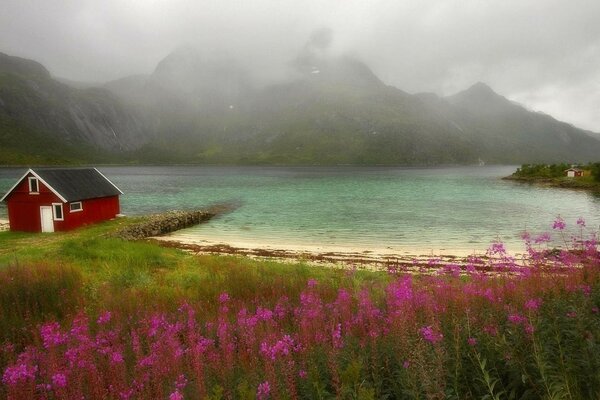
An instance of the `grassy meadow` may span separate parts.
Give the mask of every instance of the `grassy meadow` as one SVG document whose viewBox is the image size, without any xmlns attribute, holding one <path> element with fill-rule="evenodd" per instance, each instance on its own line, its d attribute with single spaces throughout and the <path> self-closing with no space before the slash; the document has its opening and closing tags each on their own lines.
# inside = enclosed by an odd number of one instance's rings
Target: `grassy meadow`
<svg viewBox="0 0 600 400">
<path fill-rule="evenodd" d="M 600 397 L 595 235 L 428 273 L 0 232 L 0 398 Z"/>
</svg>

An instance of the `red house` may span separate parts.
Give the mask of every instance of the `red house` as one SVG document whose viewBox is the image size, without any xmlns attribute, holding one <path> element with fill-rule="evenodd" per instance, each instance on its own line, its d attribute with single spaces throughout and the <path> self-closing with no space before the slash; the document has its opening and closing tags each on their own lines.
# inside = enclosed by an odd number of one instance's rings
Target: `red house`
<svg viewBox="0 0 600 400">
<path fill-rule="evenodd" d="M 115 218 L 121 194 L 96 168 L 36 168 L 0 201 L 11 231 L 54 232 Z"/>
</svg>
++++++++++++++++++++
Copy out the whole listing above word for word, omitting the pictures.

An instance of the `grassy meadow` may span separate parts.
Give the mask of every instance of the `grassy meadow` as one SVG document whose viewBox is the image size, without any xmlns attribute, holding one <path> element with fill-rule="evenodd" per instance, each instance on its own line, its d attribute with single spaces throughout and the <path> self-closing with no space before the slash; the document has its opening and closing tags each on their own lines.
# inside = enclosed by an odd number of one instance's rings
Target: `grassy meadow`
<svg viewBox="0 0 600 400">
<path fill-rule="evenodd" d="M 600 397 L 595 235 L 428 273 L 0 232 L 0 398 Z"/>
</svg>

An instance of the `red house` may span separate parts.
Give the mask of every instance of the `red house` as one SVG document whose viewBox is the image size, without any xmlns attribute, holding one <path> element with fill-rule="evenodd" per instance, each instance on its own line, its d attribute with single spaces throughout and the <path> self-closing with no space before the slash; the document has its opening and closing tags each on their own lines.
# inside = enclosed by an odd number of one instance's rings
Target: `red house`
<svg viewBox="0 0 600 400">
<path fill-rule="evenodd" d="M 115 218 L 121 194 L 96 168 L 36 168 L 0 201 L 11 231 L 54 232 Z"/>
</svg>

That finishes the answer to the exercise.